Tarea asignada A>
Transcribe literalmente el fragmento del pasaje sobre la belleza en el arte, desde "PLASTICA › UN LIBRO SOBRE" hasta "a la política.".

Pasaje proporcionado>
▼▼▼

PLASTICA › UN LIBRO SOBRE LAS PROMESAS ESTETICAS EN EL ARTE ACTUAL

De lo bello a lo “interesante”

A partir de la caída en desgracia del concepto de belleza para valorar una obra de arte surgieron sustitutos modernos y posmodernos que el autor de este libro analiza históricamente. De la estética a la política.

 Por Jose Fernandez Vega

Pocas nociones se hallan tan asociadas a nuestra idea convencional de arte como la de belleza; pocas, sin embargo, se encuentran tan a menudo alejadas de nuestra experiencia habitual con el arte contemporáneo. ¿Cómo se llegó a este agudo contraste? La respuesta debe rastrearse en los laberintos culturales siglo XX. Ellos, a su vez, son desenlaces de una accidentada evolución que estamos obligados a repasar una y otra vez en busca de clarificaciones conceptuales. Porque, como escribió Susan Sontag, “la mejor teoría de la belleza es su historia”. [...]

El giro subjetivo, característico de la modernidad, terminó operando como un factor corrosivo también en la estética y contribuyó a acentuar su crisis. El auditorio que tanto valor revestía para la teoría de la catarsis aristotélica había sido sustituido por el autor como referencia focal desde comienzos del siglo XIX. La expresión del yo se había convertido en todo lo esencial. El desplazamiento de la “clásica” objetividad de la obra por la individualidad del artista, lo que en sí mismo era una muestra del desgarramiento y la desunión que la época moderna traía aparejados, auguraba lo peor.

▲▲▲

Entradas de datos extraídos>
▼▼▼

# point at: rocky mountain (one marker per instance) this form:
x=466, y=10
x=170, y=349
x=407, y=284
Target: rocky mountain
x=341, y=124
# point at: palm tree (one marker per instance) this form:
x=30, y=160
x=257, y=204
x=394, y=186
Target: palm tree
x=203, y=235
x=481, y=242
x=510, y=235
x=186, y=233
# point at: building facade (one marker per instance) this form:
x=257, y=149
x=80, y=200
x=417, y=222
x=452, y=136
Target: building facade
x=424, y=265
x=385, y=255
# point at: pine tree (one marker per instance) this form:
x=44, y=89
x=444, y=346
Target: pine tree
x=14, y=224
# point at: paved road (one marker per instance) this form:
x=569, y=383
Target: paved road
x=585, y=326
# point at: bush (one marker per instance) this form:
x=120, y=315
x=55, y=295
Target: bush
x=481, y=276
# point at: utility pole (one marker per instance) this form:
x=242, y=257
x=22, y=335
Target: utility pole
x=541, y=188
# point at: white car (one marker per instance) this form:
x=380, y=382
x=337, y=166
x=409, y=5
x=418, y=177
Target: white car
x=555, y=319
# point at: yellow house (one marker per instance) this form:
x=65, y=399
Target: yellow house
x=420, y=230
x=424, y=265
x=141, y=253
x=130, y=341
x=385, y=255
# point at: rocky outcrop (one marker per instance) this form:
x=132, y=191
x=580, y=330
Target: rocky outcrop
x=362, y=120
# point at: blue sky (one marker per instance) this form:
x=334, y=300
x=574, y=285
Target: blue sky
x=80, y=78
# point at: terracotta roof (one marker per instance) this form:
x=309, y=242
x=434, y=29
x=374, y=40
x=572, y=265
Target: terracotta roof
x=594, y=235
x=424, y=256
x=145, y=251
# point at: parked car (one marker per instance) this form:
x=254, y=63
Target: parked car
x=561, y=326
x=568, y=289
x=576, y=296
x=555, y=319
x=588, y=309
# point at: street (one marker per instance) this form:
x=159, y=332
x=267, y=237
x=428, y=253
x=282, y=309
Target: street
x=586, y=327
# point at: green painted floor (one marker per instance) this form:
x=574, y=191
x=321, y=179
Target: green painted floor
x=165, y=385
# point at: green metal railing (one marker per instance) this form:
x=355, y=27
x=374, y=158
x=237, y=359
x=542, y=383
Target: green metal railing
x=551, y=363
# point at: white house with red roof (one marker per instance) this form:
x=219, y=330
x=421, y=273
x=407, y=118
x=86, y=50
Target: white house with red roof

▲▲▲

Tarea asignada B>
Reproduce solo los registros que van desde la línea que contiene "# point at: white car" hasta la línea que contiene "x=362, y=120", ambas incluidas. Multiplica por 2 únicamente las coordenadas dadas como respuesta, redondeadas a enteros con las mitades hacia arriba, y deja el resto de cada línea sin cambios.

Respuesta completa A>
PLASTICA › UN LIBRO SOBRE LAS PROMESAS ESTETICAS EN EL ARTE ACTUAL

De lo bello a lo “interesante”

A partir de la caída en desgracia del concepto de belleza para valorar una obra de arte surgieron sustitutos modernos y posmodernos que el autor de este libro analiza históricamente. De la estética a la política.

Respuesta completa B>
# point at: white car (one marker per instance) this form:
x=380, y=382
x=337, y=166
x=409, y=5
x=418, y=177
Target: white car
x=1110, y=638
# point at: yellow house (one marker per instance) this form:
x=65, y=399
Target: yellow house
x=840, y=460
x=848, y=530
x=282, y=506
x=260, y=682
x=770, y=510
# point at: rocky outcrop (one marker per instance) this form:
x=132, y=191
x=580, y=330
Target: rocky outcrop
x=724, y=240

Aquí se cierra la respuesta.